Exercises:
1. According to the passage on early steam vehicles, how often did Cugnot's steam carriage need its steam replenished?
2. Reproduce verbatim the part of the passage on early steam vehicles from "However, Cugnot’s steam" up to and including "came from elsewhere.".
=== Text shown ===
Before the Automobile: The Challenge of Steam Power
The history of the automobile begins a full century before the internal combustion engine. In 1769, French military engineer Nicolas-Joseph Cugnot built the world’s first self-propelled mechanical vehicle — the Fardier à vapeur, or steam carriage.[2] Originally developed at the request of the French army to transport cannons, this three-wheeled vehicle had a distinctive design in which the front wheel handled both steering and propulsion simultaneously.
However, Cugnot’s steam carriage had critical limitations. Its weight distribution was dangerously unbalanced, making it extremely difficult to steer, and the low boiler capacity meant steam had to be replenished every 15 minutes.[2] Historical records indicate that during a test run on the streets of Paris, the vehicle actually collided with a wall. King Louis XV granted a pension to honor this remarkable invention, and the vehicle is now preserved at the Conservatoire National des Arts et Métiers in Paris.[3]
Throughout the 19th century, steam-powered automobiles were continuously developed across Britain and Europe. But the practical limitations — heavy, slow, and requiring a constant supply of water and coal — were never fully overcome. The true revolution came from elsewhere.
=== Information shown ===
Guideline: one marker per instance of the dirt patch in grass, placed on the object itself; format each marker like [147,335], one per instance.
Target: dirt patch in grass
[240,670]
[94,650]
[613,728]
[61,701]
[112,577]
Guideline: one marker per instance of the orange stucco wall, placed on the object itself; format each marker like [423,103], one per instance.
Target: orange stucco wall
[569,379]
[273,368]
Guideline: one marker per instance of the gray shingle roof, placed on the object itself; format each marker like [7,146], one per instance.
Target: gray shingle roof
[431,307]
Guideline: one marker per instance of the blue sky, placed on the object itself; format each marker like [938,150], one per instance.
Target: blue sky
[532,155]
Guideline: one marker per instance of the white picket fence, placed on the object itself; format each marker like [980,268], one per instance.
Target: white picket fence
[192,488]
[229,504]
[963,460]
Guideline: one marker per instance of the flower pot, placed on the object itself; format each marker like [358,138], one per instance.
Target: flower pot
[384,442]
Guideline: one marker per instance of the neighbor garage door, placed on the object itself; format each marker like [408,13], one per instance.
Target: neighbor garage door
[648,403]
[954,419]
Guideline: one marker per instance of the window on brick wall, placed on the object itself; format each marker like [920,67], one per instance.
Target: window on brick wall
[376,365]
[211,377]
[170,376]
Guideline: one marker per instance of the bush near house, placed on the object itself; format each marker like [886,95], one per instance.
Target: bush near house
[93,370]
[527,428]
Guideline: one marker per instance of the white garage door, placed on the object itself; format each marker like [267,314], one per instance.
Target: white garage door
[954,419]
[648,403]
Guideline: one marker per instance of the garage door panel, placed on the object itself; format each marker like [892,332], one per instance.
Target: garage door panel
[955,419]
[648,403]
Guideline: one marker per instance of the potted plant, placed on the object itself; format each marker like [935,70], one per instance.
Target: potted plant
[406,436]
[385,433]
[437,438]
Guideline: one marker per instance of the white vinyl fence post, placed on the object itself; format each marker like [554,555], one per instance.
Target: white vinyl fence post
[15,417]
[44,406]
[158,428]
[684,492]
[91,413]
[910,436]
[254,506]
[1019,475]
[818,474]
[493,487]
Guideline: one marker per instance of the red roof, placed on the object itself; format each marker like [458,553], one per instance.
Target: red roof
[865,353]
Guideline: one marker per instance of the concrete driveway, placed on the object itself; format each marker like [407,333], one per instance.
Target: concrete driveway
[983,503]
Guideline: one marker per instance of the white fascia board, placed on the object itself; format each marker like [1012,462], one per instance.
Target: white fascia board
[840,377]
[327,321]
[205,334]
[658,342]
===
Answers for the exercise:
1. Every 15 minutes.

2.
However, Cugnot’s steam carriage had critical limitations. Its weight distribution was dangerously unbalanced, making it extremely difficult to steer, and the low boiler capacity meant steam had to be replenished every 15 minutes.[2] Historical records indicate that during a test run on the streets of Paris, the vehicle actually collided with a wall. King Louis XV granted a pension to honor this remarkable invention, and the vehicle is now preserved at the Conservatoire National des Arts et Métiers in Paris.[3]
Throughout the 19th century, steam-powered automobiles were continuously developed across Britain and Europe. But the practical limitations — heavy, slow, and requiring a constant supply of water and coal — were never fully overcome. The true revolution came from elsewhere.